#### Task data
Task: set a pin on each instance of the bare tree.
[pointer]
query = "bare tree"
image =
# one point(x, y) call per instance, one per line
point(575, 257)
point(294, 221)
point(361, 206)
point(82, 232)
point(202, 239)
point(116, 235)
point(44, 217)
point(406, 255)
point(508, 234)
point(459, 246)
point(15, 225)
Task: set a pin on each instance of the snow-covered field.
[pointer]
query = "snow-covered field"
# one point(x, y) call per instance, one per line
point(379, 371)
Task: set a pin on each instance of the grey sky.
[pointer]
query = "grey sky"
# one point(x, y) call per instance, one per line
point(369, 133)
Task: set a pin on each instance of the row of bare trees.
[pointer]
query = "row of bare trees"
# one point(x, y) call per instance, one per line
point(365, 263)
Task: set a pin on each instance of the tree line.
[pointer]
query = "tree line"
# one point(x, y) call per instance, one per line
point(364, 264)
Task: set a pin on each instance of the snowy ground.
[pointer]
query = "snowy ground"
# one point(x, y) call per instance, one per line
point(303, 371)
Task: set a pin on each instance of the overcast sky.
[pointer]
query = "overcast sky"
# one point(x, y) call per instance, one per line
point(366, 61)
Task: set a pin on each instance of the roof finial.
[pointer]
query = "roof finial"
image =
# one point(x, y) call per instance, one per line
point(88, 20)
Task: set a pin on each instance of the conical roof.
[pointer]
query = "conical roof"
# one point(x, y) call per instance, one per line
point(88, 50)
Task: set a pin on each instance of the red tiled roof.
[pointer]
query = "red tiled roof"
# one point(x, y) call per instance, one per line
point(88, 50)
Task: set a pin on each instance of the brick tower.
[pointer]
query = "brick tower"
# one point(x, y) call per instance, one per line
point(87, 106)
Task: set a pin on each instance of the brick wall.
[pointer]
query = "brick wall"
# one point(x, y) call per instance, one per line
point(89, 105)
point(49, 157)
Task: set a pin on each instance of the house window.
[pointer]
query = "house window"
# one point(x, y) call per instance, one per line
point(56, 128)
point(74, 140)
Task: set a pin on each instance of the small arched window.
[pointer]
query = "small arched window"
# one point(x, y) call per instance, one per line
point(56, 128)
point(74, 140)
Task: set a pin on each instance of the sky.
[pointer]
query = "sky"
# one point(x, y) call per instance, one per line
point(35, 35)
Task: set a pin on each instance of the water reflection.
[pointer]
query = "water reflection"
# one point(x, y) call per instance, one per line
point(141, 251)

#### Required task
Copy all of the records above line for line, with no changes to wording or order.

#### Output for this exercise
Task: set a pin on each instance of the bare tree.
[pointer]
query = "bare tree"
image =
# one point(x, y) call per instance, one per line
point(575, 257)
point(294, 221)
point(361, 206)
point(82, 232)
point(202, 239)
point(116, 235)
point(44, 217)
point(406, 255)
point(508, 234)
point(459, 246)
point(15, 225)
Task: set a pin on each instance of the snow-covered field.
[pointer]
query = "snow-covered field"
# one point(x, y) call per instance, one per line
point(379, 371)
Task: set a pin on each instance of the grey sky.
[pointer]
query = "grey sky"
# one point(x, y) call per instance, one per line
point(369, 133)
Task: set a pin on each instance of the row of bare trees.
[pointer]
query = "row of bare trees"
# one point(x, y) call per instance, one per line
point(365, 263)
Task: set a pin on each instance of the tree line.
[pointer]
query = "tree line"
# one point(x, y) call per instance, one per line
point(364, 264)
Task: set a pin on each instance of the snowy ground.
[pointer]
query = "snowy ground"
# one point(x, y) call per instance, one per line
point(303, 371)
Task: set a pin on each instance of the overcast sky.
[pointer]
query = "overcast sky"
# one point(x, y) call per instance, one per line
point(366, 61)
Task: set a pin on each instance of the roof finial.
[pointer]
query = "roof finial"
image =
# one point(x, y) call per instance, one per line
point(88, 20)
Task: set a pin on each instance of the conical roof.
[pointer]
query = "conical roof"
# one point(x, y) call per instance, one per line
point(88, 50)
Task: set a pin on each instance of the red tiled roof.
[pointer]
query = "red tiled roof"
# one point(x, y) call per instance, one per line
point(88, 50)
Task: set a pin on each instance of the brick tower.
[pointer]
query = "brick tower"
# one point(x, y) call per instance, one per line
point(87, 106)
Task: set a pin on each instance of the brick wall.
[pointer]
query = "brick wall"
# one point(x, y) call per instance, one per line
point(89, 105)
point(49, 157)
Task: set a pin on each instance of the house window.
[pointer]
query = "house window"
# one point(x, y) call per instance, one per line
point(56, 128)
point(74, 140)
Task: set a pin on each instance of the small arched window.
[pointer]
query = "small arched window"
# one point(x, y) call per instance, one per line
point(56, 128)
point(74, 140)
Task: set a pin on each instance of the sky.
[pointer]
query = "sky"
# one point(x, y) call per instance, one per line
point(35, 35)
Task: set a pin on each instance of the water reflection.
[pointer]
query = "water reflection"
# one point(x, y) call per instance, one per line
point(141, 251)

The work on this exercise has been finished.